Data for this task —
Content starts
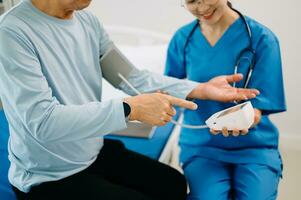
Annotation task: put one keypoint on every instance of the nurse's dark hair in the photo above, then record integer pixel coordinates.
(229, 4)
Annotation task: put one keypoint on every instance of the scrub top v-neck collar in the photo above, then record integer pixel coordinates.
(222, 40)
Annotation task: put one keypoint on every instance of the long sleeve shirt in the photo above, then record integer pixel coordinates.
(50, 88)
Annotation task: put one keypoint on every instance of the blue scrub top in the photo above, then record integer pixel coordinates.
(204, 62)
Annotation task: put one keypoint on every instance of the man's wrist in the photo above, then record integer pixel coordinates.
(126, 109)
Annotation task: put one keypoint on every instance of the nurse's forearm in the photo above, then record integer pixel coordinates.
(197, 93)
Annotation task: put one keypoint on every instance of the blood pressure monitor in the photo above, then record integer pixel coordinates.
(237, 117)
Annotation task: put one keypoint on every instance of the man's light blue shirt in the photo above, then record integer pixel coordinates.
(50, 87)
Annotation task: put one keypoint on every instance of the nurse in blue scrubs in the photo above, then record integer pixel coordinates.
(237, 164)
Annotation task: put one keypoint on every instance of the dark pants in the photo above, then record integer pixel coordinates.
(116, 174)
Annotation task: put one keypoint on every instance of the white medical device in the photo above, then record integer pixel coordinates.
(116, 69)
(237, 117)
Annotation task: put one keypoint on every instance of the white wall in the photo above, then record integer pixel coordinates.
(280, 16)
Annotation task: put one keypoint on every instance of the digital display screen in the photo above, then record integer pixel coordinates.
(231, 110)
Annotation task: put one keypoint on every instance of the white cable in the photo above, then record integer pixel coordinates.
(172, 121)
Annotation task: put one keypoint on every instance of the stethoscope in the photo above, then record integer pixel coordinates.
(249, 50)
(242, 56)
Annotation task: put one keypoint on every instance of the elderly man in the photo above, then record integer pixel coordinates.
(50, 87)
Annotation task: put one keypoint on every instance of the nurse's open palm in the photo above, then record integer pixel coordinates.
(220, 89)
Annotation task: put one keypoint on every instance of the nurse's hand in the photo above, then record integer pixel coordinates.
(237, 132)
(156, 108)
(219, 89)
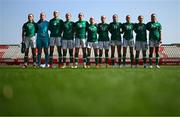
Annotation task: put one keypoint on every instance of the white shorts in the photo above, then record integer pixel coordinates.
(55, 41)
(30, 42)
(67, 44)
(92, 45)
(154, 43)
(129, 43)
(115, 42)
(80, 43)
(104, 44)
(141, 45)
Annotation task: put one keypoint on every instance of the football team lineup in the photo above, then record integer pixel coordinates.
(69, 36)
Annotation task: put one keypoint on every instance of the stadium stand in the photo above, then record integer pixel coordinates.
(11, 54)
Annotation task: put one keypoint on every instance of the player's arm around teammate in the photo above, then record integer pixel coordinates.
(68, 39)
(128, 40)
(115, 30)
(55, 27)
(155, 39)
(42, 40)
(92, 42)
(103, 39)
(80, 38)
(141, 40)
(28, 37)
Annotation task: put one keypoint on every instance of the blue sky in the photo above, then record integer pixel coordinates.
(13, 13)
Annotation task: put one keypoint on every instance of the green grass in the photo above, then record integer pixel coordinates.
(123, 91)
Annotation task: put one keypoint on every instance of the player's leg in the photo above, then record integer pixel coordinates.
(52, 43)
(26, 41)
(144, 58)
(83, 45)
(131, 45)
(137, 48)
(119, 54)
(33, 46)
(112, 53)
(95, 47)
(39, 48)
(151, 49)
(124, 51)
(45, 46)
(100, 51)
(88, 56)
(77, 46)
(106, 47)
(124, 55)
(58, 43)
(157, 56)
(26, 57)
(71, 48)
(137, 57)
(34, 56)
(64, 47)
(144, 49)
(131, 55)
(150, 56)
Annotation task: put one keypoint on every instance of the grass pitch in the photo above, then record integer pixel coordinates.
(103, 91)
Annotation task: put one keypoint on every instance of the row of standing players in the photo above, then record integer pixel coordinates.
(62, 35)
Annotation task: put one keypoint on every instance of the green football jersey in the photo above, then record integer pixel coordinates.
(30, 29)
(81, 29)
(55, 27)
(154, 29)
(140, 30)
(128, 30)
(115, 30)
(103, 32)
(92, 33)
(68, 30)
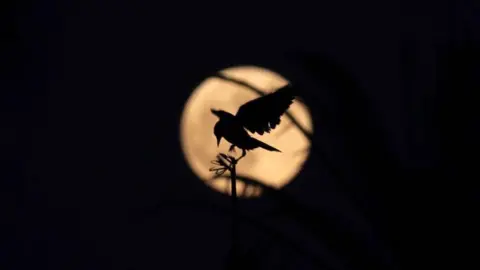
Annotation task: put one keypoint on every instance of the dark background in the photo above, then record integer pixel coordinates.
(93, 176)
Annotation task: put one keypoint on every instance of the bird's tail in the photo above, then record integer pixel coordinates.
(266, 146)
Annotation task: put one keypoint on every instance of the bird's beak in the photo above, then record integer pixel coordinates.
(215, 112)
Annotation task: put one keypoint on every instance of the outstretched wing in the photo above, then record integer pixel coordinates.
(263, 114)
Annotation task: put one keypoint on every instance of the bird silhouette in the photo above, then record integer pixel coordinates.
(260, 115)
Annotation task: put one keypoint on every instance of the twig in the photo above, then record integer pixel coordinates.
(230, 163)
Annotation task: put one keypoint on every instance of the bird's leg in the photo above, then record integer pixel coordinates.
(244, 153)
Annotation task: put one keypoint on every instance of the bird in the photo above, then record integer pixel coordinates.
(260, 115)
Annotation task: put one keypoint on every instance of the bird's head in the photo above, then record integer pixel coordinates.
(217, 131)
(217, 113)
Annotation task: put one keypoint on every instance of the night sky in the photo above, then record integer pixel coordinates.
(93, 175)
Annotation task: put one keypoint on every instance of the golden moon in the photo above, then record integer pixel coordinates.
(228, 92)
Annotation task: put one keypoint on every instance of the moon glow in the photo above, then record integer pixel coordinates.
(269, 168)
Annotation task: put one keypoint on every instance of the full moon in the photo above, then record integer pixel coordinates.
(228, 91)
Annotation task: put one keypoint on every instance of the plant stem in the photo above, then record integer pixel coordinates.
(233, 177)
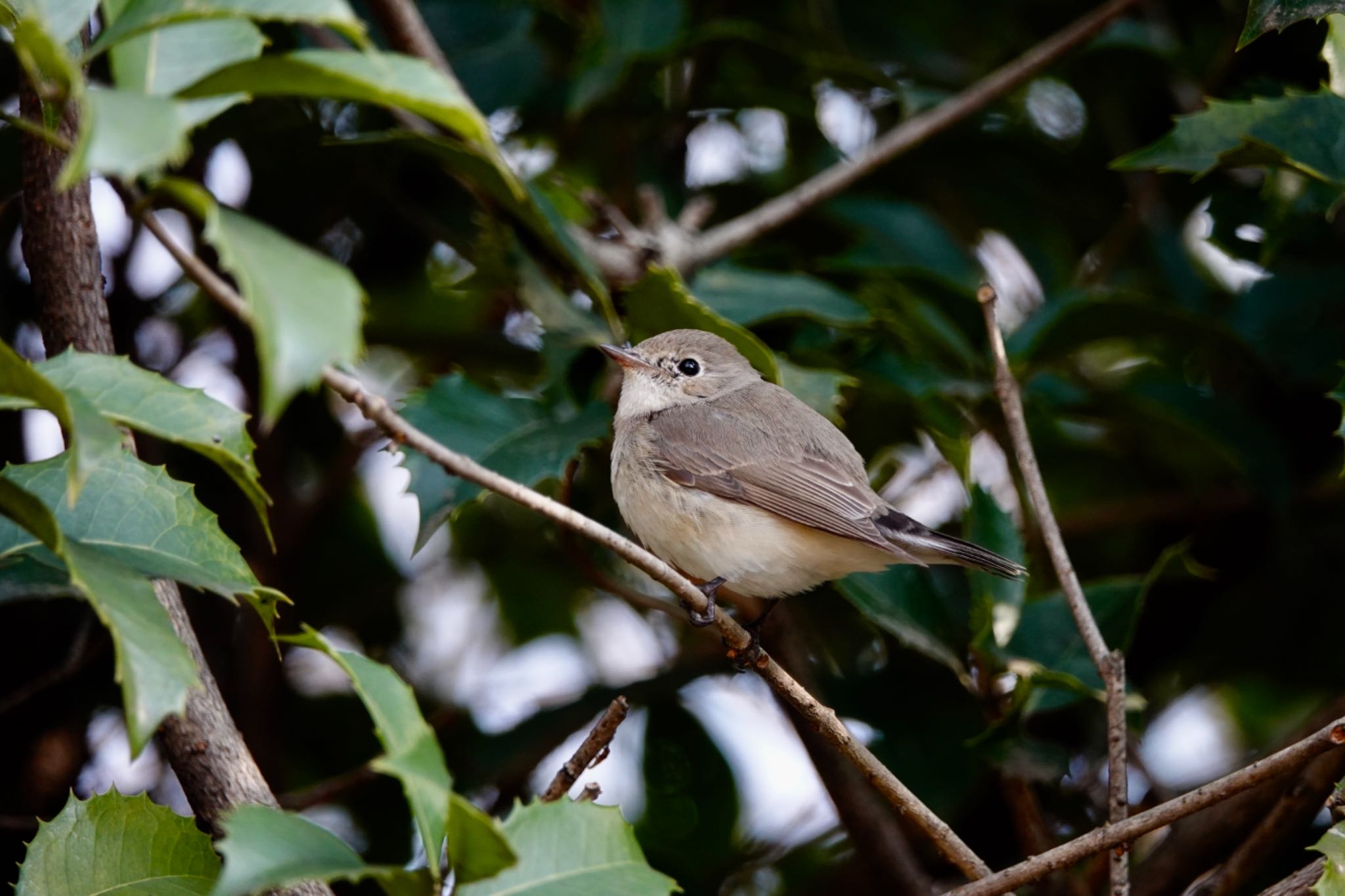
Content ends
Your assignment —
Only the lines from the one containing "Annotation task: put one keypoint on every instance of the full" through the last line of the data above, both included, belong in the reply, each restated exactly and without pictures.

Written solution —
Annotation task: put one keypoint on every instance of the full moon in the photo above, then record integer pixel coordinates.
(228, 91)
Annotation task: put one keypoint on every instance of the plant stem in the photo above, then record integer pixel coordinates.
(233, 177)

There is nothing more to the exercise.